EXERCISE PROMPT: Reproduce the listing below word for word, every line from start to finish.
===
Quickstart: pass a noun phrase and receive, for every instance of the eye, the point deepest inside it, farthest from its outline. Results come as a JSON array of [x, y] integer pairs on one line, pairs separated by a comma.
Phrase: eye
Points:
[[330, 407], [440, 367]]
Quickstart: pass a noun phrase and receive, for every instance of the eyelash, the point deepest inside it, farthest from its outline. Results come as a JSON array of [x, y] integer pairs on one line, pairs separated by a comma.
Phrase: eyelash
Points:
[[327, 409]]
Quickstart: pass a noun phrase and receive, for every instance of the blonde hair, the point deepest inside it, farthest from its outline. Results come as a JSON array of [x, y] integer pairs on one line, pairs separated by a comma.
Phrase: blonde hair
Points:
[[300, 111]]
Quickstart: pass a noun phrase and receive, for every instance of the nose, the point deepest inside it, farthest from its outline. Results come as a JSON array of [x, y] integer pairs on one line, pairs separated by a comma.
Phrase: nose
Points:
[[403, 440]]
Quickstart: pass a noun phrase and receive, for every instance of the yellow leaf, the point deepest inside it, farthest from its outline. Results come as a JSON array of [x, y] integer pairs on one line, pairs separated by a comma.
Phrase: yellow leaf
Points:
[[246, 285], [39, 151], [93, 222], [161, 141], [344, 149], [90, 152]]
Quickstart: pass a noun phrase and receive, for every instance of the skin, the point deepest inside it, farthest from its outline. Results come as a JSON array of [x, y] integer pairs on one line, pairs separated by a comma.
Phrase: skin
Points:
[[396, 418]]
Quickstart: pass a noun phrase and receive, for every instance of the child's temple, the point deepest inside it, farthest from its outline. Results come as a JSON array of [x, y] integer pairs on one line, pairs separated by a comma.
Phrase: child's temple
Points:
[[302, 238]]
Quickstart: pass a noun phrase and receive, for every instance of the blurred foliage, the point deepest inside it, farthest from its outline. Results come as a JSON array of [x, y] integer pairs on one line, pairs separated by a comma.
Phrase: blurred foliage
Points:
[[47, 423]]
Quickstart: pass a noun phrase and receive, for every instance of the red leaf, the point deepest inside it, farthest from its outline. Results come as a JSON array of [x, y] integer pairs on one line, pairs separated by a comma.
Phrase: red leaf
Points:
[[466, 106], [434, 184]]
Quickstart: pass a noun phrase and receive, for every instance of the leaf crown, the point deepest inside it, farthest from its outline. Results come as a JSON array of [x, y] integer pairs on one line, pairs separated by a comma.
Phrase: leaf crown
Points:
===
ANSWER IN FULL:
Quickstart: pass a noun phrase and receive, for every instance of the eye, the point deepest inside it, farthest from its outline. Results come as a JSON array of [x, y] integer pairs on one line, pairs separated by a comma.
Phrase: eye
Points:
[[330, 407], [440, 367]]
Quickstart: pass a noun phrase and receive, for every instance of the eyelash, the point deepest inside it, farthest from its outline. Results come as a JSON array of [x, y] integer pairs on one line, pairs separated by a comma.
Phrase: eyelash
Points:
[[327, 409]]
Quickstart: pass a noun phrase and receive, for every instance of the blonde hair, the point deepest inside it, farthest from its outline. Results come as a JSON array of [x, y] integer pairs on one line, pairs separated by a comma.
Phrase: blonde hair
Points:
[[300, 111]]
Quickstart: pass a noun phrase and receive, for every instance of the nose, the point deepest inside it, farthest from its outline. Results come as a JSON array of [x, y] integer pairs on one line, pairs separated by a comma.
Phrase: nose
Points:
[[403, 440]]
Quickstart: pass a noun phrase and receive, for every instance of the yellow leaf, the point deepest inside it, farthest from its outline. Results come as a JSON array of [x, y] integer pairs on one line, pairs separated by a comma.
Phrase: yellow leaf
Points:
[[246, 285], [39, 151], [93, 222], [161, 141], [344, 149], [90, 152]]
Quickstart: pass a noun phrase and receive, for every instance of the skin, the point deepest inside it, farthest from its outline. Results come as a JSON array of [x, y] integer pairs on one line, pairs separated by a comma.
Phrase: skin
Points:
[[396, 418]]
Quickstart: pass a noun phrase and receive, for every instance of the child's temple, the point deepest inside it, farthest from its outline. Results come as a JSON array of [x, y] integer pairs on one line, pairs separated by a comma.
Phrase: child's temple
Points:
[[302, 238]]
Quickstart: pass a noun phrase and receive, for every instance of the blurred foliage, the point deepest inside it, farthest from its outline. Results come as a JSON array of [x, y] integer pairs on one line, pairs separated by a comma.
Phrase: blurred foliage
Points:
[[47, 423]]
Quickstart: pass a noun phrase and receive, for every instance of the red leaf, the point deepest inside it, farthest from its outline. Results come as a JSON array of [x, y] integer pairs on one line, pairs separated by a comma.
Phrase: red leaf
Points:
[[466, 106], [434, 184]]
Quickstart: pass a noun phrase and receive, for every instance of the leaf crown, the point deepest inside it, farthest from its outline. Results come as a JSON array of [x, y] integer pairs on one line, pairs separated by a comma.
Phrase: leaf crown
Points:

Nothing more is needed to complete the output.